• **Exercise objective**: Please repeat every line of the listing below word for word.

═══

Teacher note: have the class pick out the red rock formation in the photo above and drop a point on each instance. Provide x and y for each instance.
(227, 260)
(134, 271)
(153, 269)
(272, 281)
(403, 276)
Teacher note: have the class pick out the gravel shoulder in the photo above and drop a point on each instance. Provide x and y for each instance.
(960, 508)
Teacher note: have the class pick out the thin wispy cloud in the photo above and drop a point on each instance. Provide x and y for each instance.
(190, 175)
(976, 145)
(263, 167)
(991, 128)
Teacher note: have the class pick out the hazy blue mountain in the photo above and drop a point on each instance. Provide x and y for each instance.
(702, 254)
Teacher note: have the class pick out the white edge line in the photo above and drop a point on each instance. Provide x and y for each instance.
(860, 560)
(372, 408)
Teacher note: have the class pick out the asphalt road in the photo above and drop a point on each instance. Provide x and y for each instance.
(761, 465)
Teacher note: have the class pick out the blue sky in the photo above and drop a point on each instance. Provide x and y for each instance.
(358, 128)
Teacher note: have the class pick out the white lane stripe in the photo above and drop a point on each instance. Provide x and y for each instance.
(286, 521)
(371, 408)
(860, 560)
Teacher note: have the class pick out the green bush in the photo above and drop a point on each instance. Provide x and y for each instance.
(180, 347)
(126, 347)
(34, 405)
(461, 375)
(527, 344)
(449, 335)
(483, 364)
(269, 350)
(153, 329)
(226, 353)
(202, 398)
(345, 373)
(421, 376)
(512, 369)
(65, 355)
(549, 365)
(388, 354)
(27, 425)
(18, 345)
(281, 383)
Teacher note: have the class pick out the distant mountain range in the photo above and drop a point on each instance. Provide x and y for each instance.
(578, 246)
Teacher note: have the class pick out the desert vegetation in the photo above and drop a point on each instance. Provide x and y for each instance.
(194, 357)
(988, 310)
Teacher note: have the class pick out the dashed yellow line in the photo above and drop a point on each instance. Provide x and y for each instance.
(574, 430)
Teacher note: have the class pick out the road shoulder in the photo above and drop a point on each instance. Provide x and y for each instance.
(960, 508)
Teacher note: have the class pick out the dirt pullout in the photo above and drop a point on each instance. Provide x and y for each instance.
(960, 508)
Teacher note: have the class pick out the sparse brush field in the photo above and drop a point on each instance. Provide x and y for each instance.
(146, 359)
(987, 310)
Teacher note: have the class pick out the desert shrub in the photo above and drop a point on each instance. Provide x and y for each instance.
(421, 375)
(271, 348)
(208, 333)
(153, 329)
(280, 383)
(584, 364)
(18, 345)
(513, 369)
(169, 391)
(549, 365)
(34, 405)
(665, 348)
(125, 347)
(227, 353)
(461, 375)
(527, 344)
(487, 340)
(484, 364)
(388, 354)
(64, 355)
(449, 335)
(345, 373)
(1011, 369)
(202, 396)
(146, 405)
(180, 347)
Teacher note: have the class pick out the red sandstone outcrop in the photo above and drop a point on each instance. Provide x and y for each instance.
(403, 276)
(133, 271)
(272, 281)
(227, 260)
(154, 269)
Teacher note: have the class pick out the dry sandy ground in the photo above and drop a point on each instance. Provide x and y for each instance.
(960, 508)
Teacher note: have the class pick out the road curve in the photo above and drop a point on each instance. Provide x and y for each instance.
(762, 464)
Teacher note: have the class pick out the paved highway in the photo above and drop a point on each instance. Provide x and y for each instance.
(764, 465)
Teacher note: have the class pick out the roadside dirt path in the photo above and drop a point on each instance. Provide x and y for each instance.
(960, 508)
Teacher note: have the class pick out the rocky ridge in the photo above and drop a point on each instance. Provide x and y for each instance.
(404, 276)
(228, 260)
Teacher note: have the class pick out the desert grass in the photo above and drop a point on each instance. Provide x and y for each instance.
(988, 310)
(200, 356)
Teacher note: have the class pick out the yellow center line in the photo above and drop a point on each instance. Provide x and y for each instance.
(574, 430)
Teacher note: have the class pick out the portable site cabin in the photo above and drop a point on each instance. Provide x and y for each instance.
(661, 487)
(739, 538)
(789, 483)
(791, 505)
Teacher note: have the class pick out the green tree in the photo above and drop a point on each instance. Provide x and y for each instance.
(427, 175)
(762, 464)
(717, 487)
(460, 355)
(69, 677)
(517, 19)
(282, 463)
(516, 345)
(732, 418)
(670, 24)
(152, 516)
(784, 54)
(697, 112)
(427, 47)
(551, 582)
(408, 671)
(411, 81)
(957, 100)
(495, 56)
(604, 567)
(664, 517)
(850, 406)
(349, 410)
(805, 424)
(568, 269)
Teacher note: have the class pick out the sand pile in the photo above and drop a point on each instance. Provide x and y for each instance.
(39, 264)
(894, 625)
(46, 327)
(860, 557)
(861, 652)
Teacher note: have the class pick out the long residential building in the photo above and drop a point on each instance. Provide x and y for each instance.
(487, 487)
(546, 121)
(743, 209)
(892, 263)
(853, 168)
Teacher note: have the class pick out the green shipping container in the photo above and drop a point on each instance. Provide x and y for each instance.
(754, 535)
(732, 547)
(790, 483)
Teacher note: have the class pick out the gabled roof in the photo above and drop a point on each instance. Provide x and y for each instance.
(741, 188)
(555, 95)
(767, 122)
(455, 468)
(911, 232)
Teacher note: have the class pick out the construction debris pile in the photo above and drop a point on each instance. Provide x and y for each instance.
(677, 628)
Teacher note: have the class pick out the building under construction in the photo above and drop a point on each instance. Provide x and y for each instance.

═══

• **Problem solution**:
Teacher note: have the class pick out the red rock formation in the photo above and drop a point on each instance. Provide x and y for each instance.
(227, 260)
(134, 271)
(153, 269)
(272, 281)
(403, 276)
Teacher note: have the class pick out the gravel shoulder in the photo above and drop a point on each instance. Provide x and y for each instance.
(960, 508)
Teacher note: have the class pick out the thin wispy cloud in the photo above and drop a point on each instance. Provide x and y for each instance.
(190, 175)
(976, 145)
(263, 167)
(991, 128)
Teacher note: have the class pick out the hazy blue mountain in the photo above and drop a point on each instance. Provide x and y for each instance.
(702, 254)
Teacher note: have the class pick out the white edge line in the photo above and drop a point on each instance. Provide x and y for each instance.
(860, 560)
(372, 408)
Teacher note: have the class pick out the asphalt road in the photo above and drop a point on each instance. Provide x and y for each instance.
(761, 465)
Teacher note: have the class pick out the blue sky in the photo above and drop a point on each instance. Provide x and y for each instance.
(358, 128)
Teacher note: have the class pick out the white lane stripe in the photo above and drop a point on each instance. Provide x and y for each instance.
(286, 521)
(371, 408)
(860, 560)
Teacher note: have the class pick out the green bush in the photo above and drop a point on each instance. Provide x and y for each instance.
(180, 347)
(126, 347)
(34, 405)
(461, 375)
(527, 344)
(449, 335)
(483, 364)
(269, 350)
(153, 329)
(226, 353)
(202, 398)
(345, 373)
(421, 376)
(512, 369)
(65, 355)
(549, 365)
(388, 354)
(27, 425)
(18, 345)
(281, 383)
Teacher note: have the class pick out the distant mountain range in the photo above and drop a point on each instance. Provide x and y for each instance.
(578, 246)
Teacher note: have the class pick out the desert vegetation in the photo above and drop a point on each instance. Provide x and y for each instance.
(194, 357)
(988, 310)
Teacher note: have the class pick out the dashed yellow line in the photo above and drop a point on each instance. Provide x and y for each instance.
(574, 430)
Teacher note: have the class pick out the road shoulder in the photo above and drop a point on each instance. Provide x and y for each instance.
(960, 508)
Teacher note: have the class pick out the dirt pullout in the photo above and drop a point on each instance. Provide x and y for each instance.
(960, 508)
Teacher note: have the class pick out the sparse brush field in the photo above and drop a point on each instance. Provide x and y for each instance.
(146, 359)
(987, 310)
Teacher note: have the class pick out the desert shrub in the photo above and drop a point on each instance. Provide x and y for each instance.
(421, 375)
(271, 348)
(208, 333)
(153, 329)
(280, 383)
(584, 364)
(18, 345)
(513, 369)
(169, 391)
(549, 365)
(34, 405)
(665, 348)
(125, 347)
(227, 353)
(461, 375)
(527, 344)
(487, 340)
(484, 364)
(388, 354)
(64, 355)
(449, 335)
(345, 373)
(1011, 369)
(202, 396)
(146, 405)
(180, 347)
Teacher note: have the class pick out the red sandstone outcrop in the photo above and drop a point on each instance. Provide x and y for each instance.
(403, 276)
(133, 271)
(272, 281)
(227, 260)
(154, 269)
Teacher note: have the class pick out the dry sandy ground in the photo above and drop a point on each instance. Provide x and y for each instance.
(960, 508)
Teacher note: have the class pick out the road curve in the photo above and drop a point on each instance. Provide x and y for each instance.
(762, 464)
Teacher note: have the class pick out the paved highway in the photo above and drop a point on each instance. Provide x and y for each instance.
(764, 465)
Teacher note: have the class pick out the roadside dirt path in the photo above and drop a point on each instance. Provide x and y for each instance.
(960, 508)
Teacher note: have the class pick out the rocky ridge in the photo above and drop a point on each instance. Provide x and y for each instance.
(404, 276)
(228, 260)
Teacher note: have the class pick out the desert grass in the photo above and drop a point on each instance. Provide x and y for each instance.
(988, 310)
(200, 356)
Teacher note: have the class pick out the yellow center line in the photo above and drop a point on each instance. Provide x and y for each instance.
(574, 430)
Teacher note: have the class pick out the portable site cabin in the photo above and drop a point on each instance. Provide x and y for each instance.
(661, 487)
(739, 538)
(789, 483)
(791, 505)
Teacher note: have the class pick out the green tree in the photo above and drop a point on each instance. Provide x and y for each instance.
(427, 175)
(762, 464)
(717, 487)
(460, 355)
(69, 677)
(517, 19)
(282, 463)
(516, 345)
(732, 418)
(670, 24)
(152, 516)
(784, 54)
(697, 112)
(427, 47)
(551, 582)
(408, 671)
(411, 81)
(957, 100)
(495, 56)
(604, 567)
(664, 517)
(850, 406)
(349, 410)
(805, 424)
(568, 269)
Teacher note: have the class pick out the sand pile in the photo above and drop a point on each instance. Provide x and y for each instance.
(39, 264)
(894, 625)
(46, 327)
(860, 557)
(861, 652)
Teacher note: have the class pick out the long residential building in the photo above and drop a point on each instance. Provide x and y for each instance.
(487, 487)
(546, 121)
(743, 209)
(892, 263)
(853, 168)
Teacher note: have the class pick out the green shipping container in the photo above and drop a point on each instance. Provide x and y for each instance.
(754, 535)
(732, 547)
(790, 483)
Teacher note: have the class pick out the gabled roof in the photo above and drop a point on each instance. Provide x and y for each instance.
(741, 188)
(555, 95)
(767, 122)
(455, 468)
(911, 232)
Teacher note: have the class pick out the construction debris pile in the photo above and drop a point on each instance. Provide x and y for each instance.
(677, 628)
Teacher note: have the class pick out the building under construction in the photo above and drop a point on each instance. Provide x and y for each instance.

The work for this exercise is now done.